## Supplied passage
☆ ☆ ☆
The Federal Reserve says that the COVID-19 pandemic has created a nationwide coin shortage.
According to Jerome Powell, the reserve chair, the shutdowns caused by the pandemic have raised major concerns about the circulation of coins. The Fed’s 12 regional banks are in charge of supplying coins to commercial banks.
“With the partial closure of the economy, the flow of funds through the economy has stopped,” Powell stated on Wednesday during a virtual hearing with the House Financial Services Committee. “We are working with the Mint and the Reserve Banks and as the economy re-opens we are starting to see money move around again.”
In a statement, the Reserve said that Reserve Banks and Federal Reserve coin distribution locations began temporarily allocating coin inventories sent to banks across the nation on June 15.
Banks around the U.S. are running low on nickels, dimes, quarters, and even pennies. And the Federal Reserve, which supplies banks, has been forced to ration scarce supplies.
“The COVID‐19 pandemic has significantly disrupted the supply chain and normal circulation patterns for U.S. coin,” the statement said. “In the past few months, coin deposits from depository institutions to the Federal Reserve have declined significantly and the U.S. Mint’s production of the coin also decreased due to measures put in place to protect its employees.”
☆ ☆ ☆
## Data shown
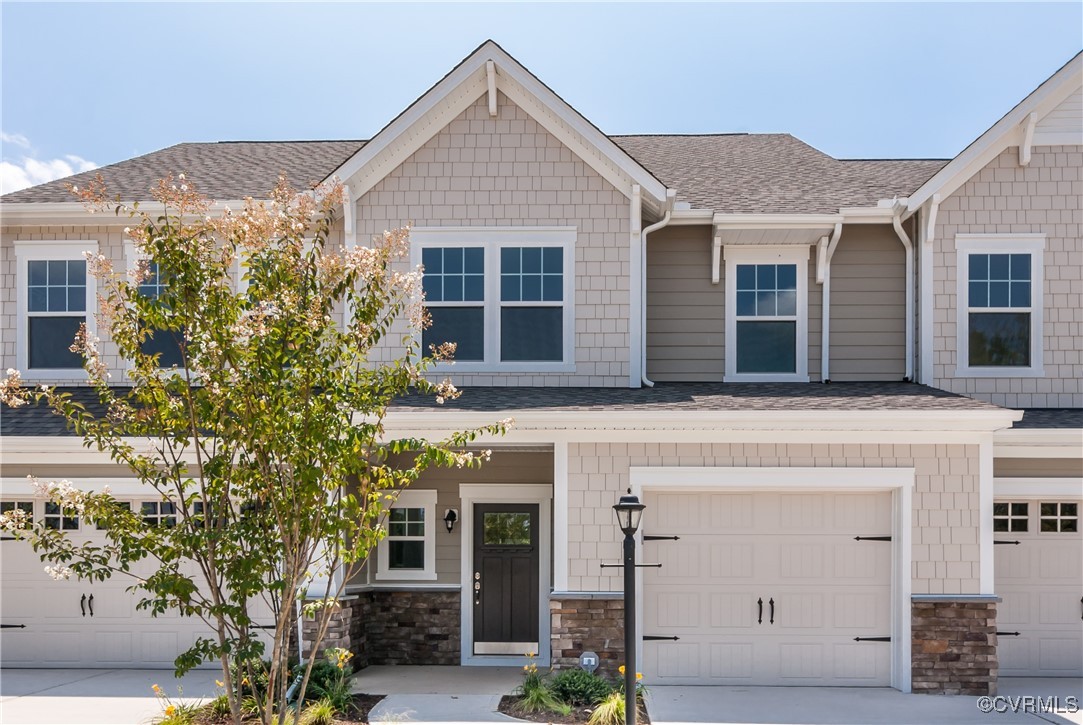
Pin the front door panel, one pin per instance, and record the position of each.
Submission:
(505, 580)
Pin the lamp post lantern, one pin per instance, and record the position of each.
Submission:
(629, 510)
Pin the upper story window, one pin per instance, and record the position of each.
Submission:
(1000, 305)
(505, 296)
(766, 314)
(408, 551)
(54, 294)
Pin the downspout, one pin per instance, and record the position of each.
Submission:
(825, 306)
(897, 222)
(670, 197)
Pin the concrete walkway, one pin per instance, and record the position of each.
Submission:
(856, 706)
(94, 697)
(438, 694)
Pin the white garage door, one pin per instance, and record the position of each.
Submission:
(76, 623)
(1040, 581)
(768, 588)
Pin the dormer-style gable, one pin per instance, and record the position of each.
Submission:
(487, 72)
(1052, 115)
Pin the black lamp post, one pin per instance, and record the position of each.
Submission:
(628, 514)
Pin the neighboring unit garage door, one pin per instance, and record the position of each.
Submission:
(739, 549)
(75, 623)
(1040, 581)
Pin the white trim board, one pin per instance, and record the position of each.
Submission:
(495, 493)
(899, 481)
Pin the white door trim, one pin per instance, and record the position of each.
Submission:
(899, 481)
(496, 493)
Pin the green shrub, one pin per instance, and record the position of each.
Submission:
(579, 687)
(321, 712)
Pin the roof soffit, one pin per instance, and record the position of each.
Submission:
(1008, 131)
(462, 87)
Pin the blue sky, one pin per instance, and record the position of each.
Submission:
(92, 83)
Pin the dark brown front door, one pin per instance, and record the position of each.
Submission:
(506, 579)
☆ ☆ ☆
## Work request 1
Print the coin shortage article's wording exactly, beginning at the words "Banks around the" and stopping after "ration scarce supplies.".
## Work request 2
Please proceed with the coin shortage article, picking up right after its final sentence.

## Response area 1
Banks around the U.S. are running low on nickels, dimes, quarters, and even pennies. And the Federal Reserve, which supplies banks, has been forced to ration scarce supplies.

## Response area 2
“It was just a surprise,” says Gay Dempsey, who runs the Bank of Lincoln County in Tennessee, when she learned of the rationing order. “Nobody was expecting it.”
Dempsey says that her bank typically dispenses 400 to 500 rolls of pennies each week. Under the rationing order, her allotment was cut down to just 100 rolls. She adds that there were cutbacks on nickels, dimes, and quarters as well.
That shortages cause major issues for Dempsey’s business customers, who need the coins to stock their cash registers.
“You think about all your grocery stores and convenience stores and a lot of people that still operate with cash,” Dempsey said. “They have to have that just to make change.”
Businesses and experts have been encouraging consumers to use contactless payments since March because of concerns about the spread of the virus through cash.
Coins now join the growing list of shortages caused by the coronavirus. That list includes toilet paper, hand sanitizer, disinfecting wipes, meat, and yeast.